::: Texto de origem :::

O ADVOGADO, JURISTA E JUIZ ANTONIN SCALIA.

 

Tomado de elevado espírito conservador decidi escrever algumas linhas sobre o notável advogado, jurista e juiz Antonin Gregory Scalia, nascido em Trenton, Estados Unidos, em 11 de março de 1936 e falecido em Marfa, Texas, Estados Unidos, em 13 de fevereiro de 2016.  

Antonin Scalia graduou-se na Universidade de Georgetown e na Universidade de Friburgo (Suíça); obteve doutorado na Faculdade de Direito da Universidade Harvard; foi bolsista da Universidade Harvard de 1960 a 1961; exerceu a advocacia em Cleveland, Ohio, de 1961 a 1967; professor de direito da Universidade de Virgínia de 1967 a 1971; professor de direito da Universidade de Chicago e professor visitante das Universidades de Georgetown e Stanford de 1977 a 1982; presidente da Conferência de Presidentes Seção de 1982 a 1983.

Scalia ocupou também cargos no governo federal como advogado-geral da Oficina de Política de Telecomunicações de 1971 a 1972; presidente da Conferência Administrativa dos Estados Unidos de 1972 a 1974; subprocurador-geral para a Direção de Assessoria Legal de 1974 a 1977; juiz do Tribunal de Apelações do Distrito de Columbia de 1982 a 1986.

Em 26 de setembro de 1986, Scalia assumiu o cargo de juiz da Suprema Corte dos Estados Unidos, nomeado pelo presidente Ronald Reagan.  

O juiz ou justice Antonin Scalia foi considerado um ícone do pensamento conservador norte-americano. Segundo o presidente da Suprema Corte Americana, John Roberts, Scalia era “um indivíduo e um jurista extraordinários, admirado e celebrado por seus colegas; e sua morte, aos 79 anos, foi uma grande perda para a Corte e para o país a que ele serviu de maneira tão leal”.

A revista The New Yorker, em 2005, publicou um perfil do justice contando como ele foi um dos grandes responsáveis por um “renascimento das teorias conservadoras” nos EUA. Ele foi um grande defensor do originalismo, teoria segundo a qual o texto constitucional é estático e perene, e deve ser interpretado à literalidade, conforme a “vontade do constituinte” – em contraposição ao pensamento considerado mais liberal, que defende a adaptação dos dizeres constitucionais à realidade social de cada época.

Uma reportagem do jornal The New York Times publicada no dia da sua morte, afirmava que Scalia era considerado por sua “argumentação cáustica”, o que afastava até mesmo potenciais aliados. Ao longo dos anos, segundo o jornal, suas ideias jurídicas passaram de “idiossincráticas” a populares, e começaram a ser propagadas não apenas nos meios ligados ao Direito.

Em 2011, o juiz Richard Posner, de uma Corte de apelações nos EUA, escreveu na revista The New Republic: “Scalia é o justice mais influente do último quarto de século”, principalmente por conta da publicidade que sua forma de defender ideias garantia à Suprema Corte.

Para a CNN, Scalia era considerado um “republicano confiável”, que chamou a atenção do Partido Republicano desde jovem, nos anos 60, pela “forma exuberante com que defendia o conservadorismo”. O New York Times, no entanto, definia Scalia como um “estilista excepcional que trabalhava em cima de suas opiniões e tinha prazer em encontrar a palavra ou frase que as definia com precisão”.

:::

▶ **Tarefa proposta 1**
Responda com base no texto sobre Antonin Scalia:
(a) Em que cidade Scalia exerceu a advocacia de 1961 a 1967?
(b) Qual presidente o nomeou para a Suprema Corte dos Estados Unidos?
(c) Em que ano a revista The New Yorker publicou um perfil dele?
▶ **Tarefa proposta 2**
Reproduza, por favor, o trecho do texto sobre Antonin Scalia entre "Antonin Scalia graduou-se" e "1982 a 1986.", inclusive.
▶ **Tarefa proposta 3**
Prossiga o texto sobre Antonin Scalia a partir do ponto em que ele termina.

::: Dados apresentados :::

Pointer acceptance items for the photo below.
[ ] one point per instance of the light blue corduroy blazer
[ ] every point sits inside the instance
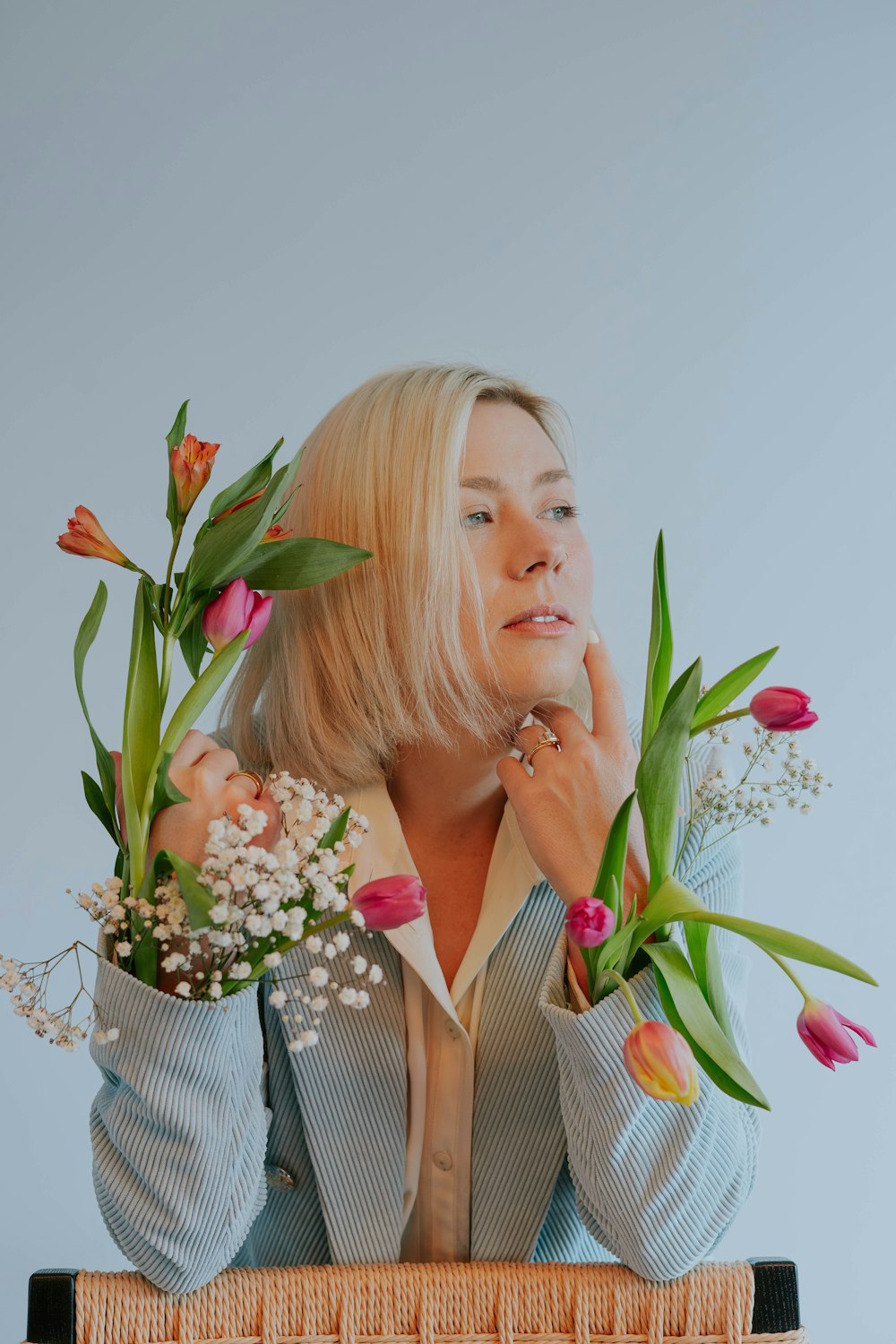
(195, 1139)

:::

▶ **Resposta do exercício 1**
(a) Em Cleveland, Ohio.
(b) Ronald Reagan.
(c) Em 2005.

▶ **Resposta do exercício 2**
Antonin Scalia graduou-se na Universidade de Georgetown e na Universidade de Friburgo (Suíça); obteve doutorado na Faculdade de Direito da Universidade Harvard; foi bolsista da Universidade Harvard de 1960 a 1961; exerceu a advocacia em Cleveland, Ohio, de 1961 a 1967; professor de direito da Universidade de Virgínia de 1967 a 1971; professor de direito da Universidade de Chicago e professor visitante das Universidades de Georgetown e Stanford de 1977 a 1982; presidente da Conferência de Presidentes Seção de 1982 a 1983.

Scalia ocupou também cargos no governo federal como advogado-geral da Oficina de Política de Telecomunicações de 1971 a 1972; presidente da Conferência Administrativa dos Estados Unidos de 1972 a 1974; subprocurador-geral para a Direção de Assessoria Legal de 1974 a 1977; juiz do Tribunal de Apelações do Distrito de Columbia de 1982 a 1986.

▶ **Resposta do exercício 3**
O justice Roberts, presidente da Suprema Corte Americana, dizia que os questionamentos por vezes veementes do justice Scalia ajudaram a transformar a bancada sonolenta que ele encontrou quando chegou em uma bancada ativa, com juízes interrompendo a si mesmos e aos advogados. Ou seja, Scalia contagiava os seus pares com sua veemência e eloquência admiráveis e tinha o respeito da advocacia.

Ainda segundo seus pares da Suprema Corte, ele era um jurista extraordinário, admirado e celebrado por todos, além de um dos membros mais inteligentes e combativos do Tribunal.

Visita ao Brasil

No dia 14 de maio de 2009, em visita ao Brasil, o juiz da Suprema Corte Americana, Antonin Scalia, disse que juízes não podem tomar decisões morais. “Juiz expressa a vontade de juiz, e não do povo. Decisões morais devem ser do povo e do Legislativo”, afirmou à época.

Scalia era um defensor do apego ao textualismo da lei. Ele criticava a interpretação da lei como uma resposta aos anseios da sociedade. “Os juízes não têm ideia de qual é a vontade do povo. Nós trabalhamos em palácios de mármore”, disparava nos seus discursos. Essas declarações de Scalia foram feitas em evento promovido pela Universidade de Brasília, que discutiu naquela ocasião o tema “juízes como árbitros morais”. 

O justice da Suprema Corte Americana preferiu não opinar sobre o Judiciário brasileiro – às voltas com frequentes choques com a inércia do Legislativo. “Não sei como é aqui, mas espero que vocês não tenham se tornado vítimas de juízes que devem dizer o que é moral ou não é moral”.

Antonin Scalia, conhecido pelo conservadorismo, afirmou que o pensamento de um magistrado não pode ser definido entre conservadores ou liberais. Para o juiz americano, o que deve ser levado em conta é a letra fria da lei. “A linha divisória é se você interpreta o texto constitucional ou faz manobra de interpretação”, argumentou.

Além disso, o justice afirmou à época que questões de direitos fundamentais são políticas e, por isso, não cabe ao juiz decidi-las. “A única maneira de decidir uma questão moral é pelo processo democrático. Um juiz não sabe mais do que um cidadão comum”.

Scalia, no entanto, disse que a Constituição de um país não pode ser estática. “O significado da Constituição pode mudar ao longo do tempo para obedecer a evolução da decência”, afirmou. “O que eu questiono é a sanidade de uma decisão cheia de valores ser feita por um juiz não eleito”. Para Scalia, essas decisões devem ser feitas pelo Legislativo que representa as vontades do povo.

Divergência 

Na ocasião, também participou do evento o constitucionalista Luís Roberto Barroso, que criticou a postura de Scalia. “Devo confessar que não concordo com quase nada”, disse. “É uma ficção que se possa imaginar que um juiz seja só a boca da lei. Todo juiz faz juízo de valor. E isso deve ser feito de forma transparente”.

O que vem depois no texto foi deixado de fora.